##### Source text #####
This week, the oddest DVD to appear on release lists is:
Zombie movies are so ubiquitous these days that it seems impossible for anyone to successfully parody them. But a pair of low-budget film fringe-dwellers gives it a decidedly moldy try with “Reel Zombies” (due out on DVD Tuesday).
Veteran B-makers Mike Masters and David J. Francis (responsible for the universally and zestfully panned “Zombie Night,” among other horrors) employ a mildly clever “movie within the movie” ploy to tell a macabre tale of two horror auteurs – oddly enough, named Mike Masters and David J. Francis – who, in the wake of a recent zombie-virus outbreak, come up with a gory brainstorm. With zombies rampaging around everywhere, why not use these undead ghouls as actors to complete the third installment of “Zombie Night,” their supposed master trilogy?
So they round up a crew of living techs – including a wry zombie wrangler (Bill Simmons) and some nubile actresses willing to do nude scenes – and rush into production. Admittedly, their previous zombie flicks weren’t exactly commercially or critically well received, but with real zombies in the cast, they figure they’ve got a surefire hit on their hands.
##### The data #####
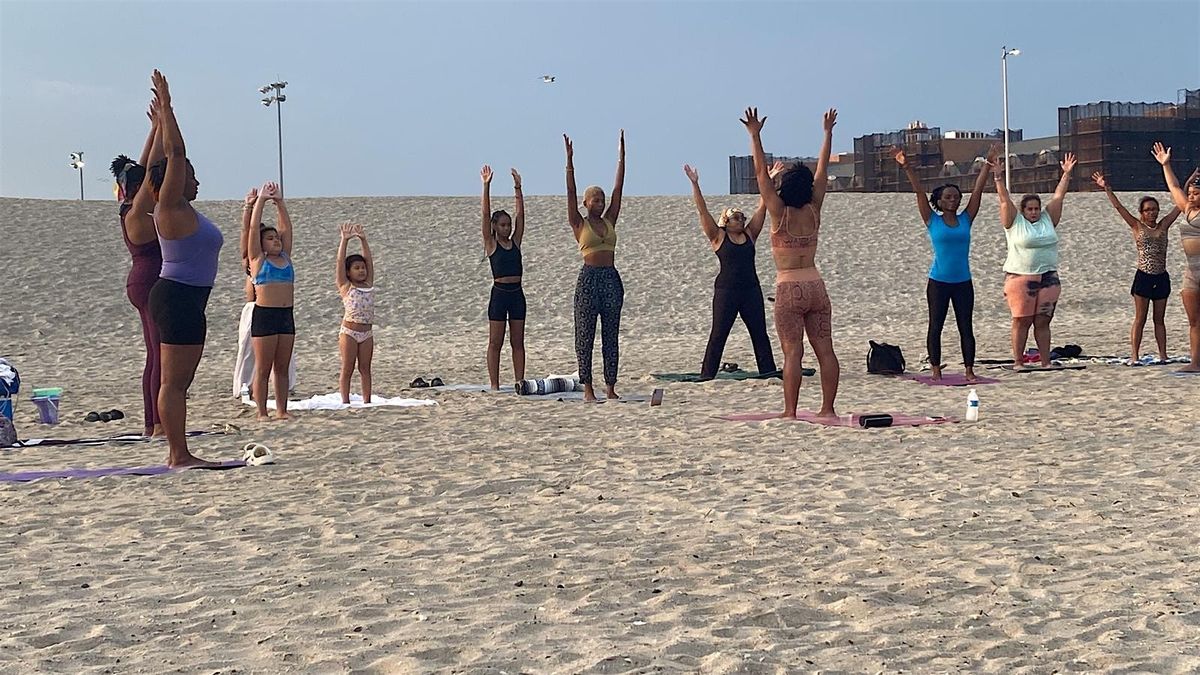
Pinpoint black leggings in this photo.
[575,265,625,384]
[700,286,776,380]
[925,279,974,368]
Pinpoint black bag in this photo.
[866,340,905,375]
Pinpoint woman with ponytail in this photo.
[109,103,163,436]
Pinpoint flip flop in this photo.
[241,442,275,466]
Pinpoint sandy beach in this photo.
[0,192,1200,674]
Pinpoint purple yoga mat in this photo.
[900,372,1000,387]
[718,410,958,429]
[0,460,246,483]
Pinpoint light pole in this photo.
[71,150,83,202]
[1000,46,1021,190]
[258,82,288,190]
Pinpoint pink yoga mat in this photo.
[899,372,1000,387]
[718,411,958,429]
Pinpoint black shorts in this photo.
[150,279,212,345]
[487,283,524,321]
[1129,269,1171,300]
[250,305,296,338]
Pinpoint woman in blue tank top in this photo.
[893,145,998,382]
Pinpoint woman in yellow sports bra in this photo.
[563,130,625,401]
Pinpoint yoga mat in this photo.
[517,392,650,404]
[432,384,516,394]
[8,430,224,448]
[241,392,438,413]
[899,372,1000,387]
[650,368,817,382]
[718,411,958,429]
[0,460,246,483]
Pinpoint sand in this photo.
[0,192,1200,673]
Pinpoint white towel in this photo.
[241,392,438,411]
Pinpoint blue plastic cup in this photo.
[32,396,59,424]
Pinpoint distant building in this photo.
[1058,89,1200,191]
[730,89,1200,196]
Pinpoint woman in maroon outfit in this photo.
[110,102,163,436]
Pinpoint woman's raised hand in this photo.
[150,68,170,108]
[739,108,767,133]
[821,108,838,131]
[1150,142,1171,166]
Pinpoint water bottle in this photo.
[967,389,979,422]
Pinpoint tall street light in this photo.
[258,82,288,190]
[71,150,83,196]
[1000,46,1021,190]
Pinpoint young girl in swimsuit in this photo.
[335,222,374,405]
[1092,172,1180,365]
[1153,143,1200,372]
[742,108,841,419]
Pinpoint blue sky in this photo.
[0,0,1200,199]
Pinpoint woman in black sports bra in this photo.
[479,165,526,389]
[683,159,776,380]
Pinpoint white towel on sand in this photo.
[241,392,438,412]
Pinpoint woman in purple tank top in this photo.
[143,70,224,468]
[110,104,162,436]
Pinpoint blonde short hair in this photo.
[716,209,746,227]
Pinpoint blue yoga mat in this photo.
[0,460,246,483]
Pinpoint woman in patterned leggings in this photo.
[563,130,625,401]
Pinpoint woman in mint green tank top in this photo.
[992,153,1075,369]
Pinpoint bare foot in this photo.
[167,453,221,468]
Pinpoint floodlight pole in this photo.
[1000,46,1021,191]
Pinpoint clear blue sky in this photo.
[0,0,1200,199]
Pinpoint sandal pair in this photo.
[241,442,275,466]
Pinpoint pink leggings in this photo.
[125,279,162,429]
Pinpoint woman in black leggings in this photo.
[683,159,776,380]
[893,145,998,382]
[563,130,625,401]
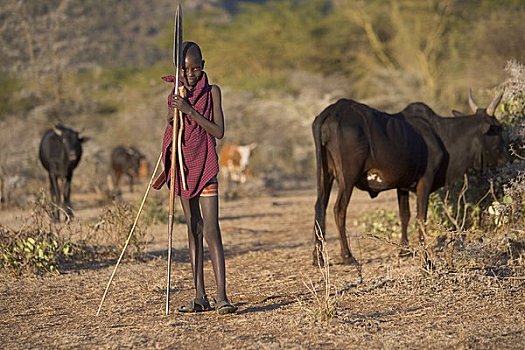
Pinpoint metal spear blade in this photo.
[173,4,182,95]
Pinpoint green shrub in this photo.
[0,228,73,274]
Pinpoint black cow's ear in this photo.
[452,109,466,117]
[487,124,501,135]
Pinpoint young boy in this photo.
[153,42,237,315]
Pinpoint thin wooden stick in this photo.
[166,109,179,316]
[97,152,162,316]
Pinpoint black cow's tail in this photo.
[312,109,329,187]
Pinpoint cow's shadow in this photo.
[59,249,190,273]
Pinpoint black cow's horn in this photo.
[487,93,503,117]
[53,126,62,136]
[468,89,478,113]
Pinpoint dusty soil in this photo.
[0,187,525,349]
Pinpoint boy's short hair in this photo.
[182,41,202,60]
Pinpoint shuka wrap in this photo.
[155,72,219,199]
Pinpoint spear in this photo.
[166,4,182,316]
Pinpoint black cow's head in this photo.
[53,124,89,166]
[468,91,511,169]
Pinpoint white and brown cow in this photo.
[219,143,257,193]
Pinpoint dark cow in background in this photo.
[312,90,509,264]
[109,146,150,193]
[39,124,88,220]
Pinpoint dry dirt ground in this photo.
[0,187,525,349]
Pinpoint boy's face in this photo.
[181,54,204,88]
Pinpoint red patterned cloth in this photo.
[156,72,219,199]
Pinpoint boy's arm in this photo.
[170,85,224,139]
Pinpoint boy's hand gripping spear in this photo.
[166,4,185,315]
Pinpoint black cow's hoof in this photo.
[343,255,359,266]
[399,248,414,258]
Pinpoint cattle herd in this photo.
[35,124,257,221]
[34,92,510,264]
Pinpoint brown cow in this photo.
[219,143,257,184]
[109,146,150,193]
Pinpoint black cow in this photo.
#####
**Questions to answer:**
1/ Sum up the review of "Reel Zombies" in two sentences.
2/ Please carry the review of "Reel Zombies" forward from its last sentence.

**Replies:**
1/ "Reel Zombies," due out on DVD Tuesday, is a low-budget zombie parody from Mike Masters and David J. Francis, whose earlier "Zombie Night" was widely panned. Using a movie-within-the-movie setup, it follows two horror filmmakers with those same names who, after a zombie-virus outbreak, gather a living crew and use real zombies as actors to finish the third "Zombie Night" film, sure they have a hit.

2/
But, naturally, once shooting starts things quickly go awry as the slow, plodding, stupid zombies create havoc and the human filmmakers indulge in their various foibles and flaws that turn the production into a living nightmare. In fact, the most humorous thing about this is the way the filmmakers caricature themselves – with Francis laying it on thick as the temperamental, touchy-feely director and Masters mugging it up as the bitter, increasingly sarcastic producer. The wink-wink factor gets an extra nudge when renowned Troma figurehead Lloyd Kaufman shows up for a funny, self-effacing cameo.
And, of course, the lynchpin in all this riotous self-parody is an endless stream of insider jokes about the fictional (real) awfulness of “Zombie Night,” which ironically is no joke.
“Reel Zombie” is not rated and runs 89 minutes. It’s being released by Synapse Films.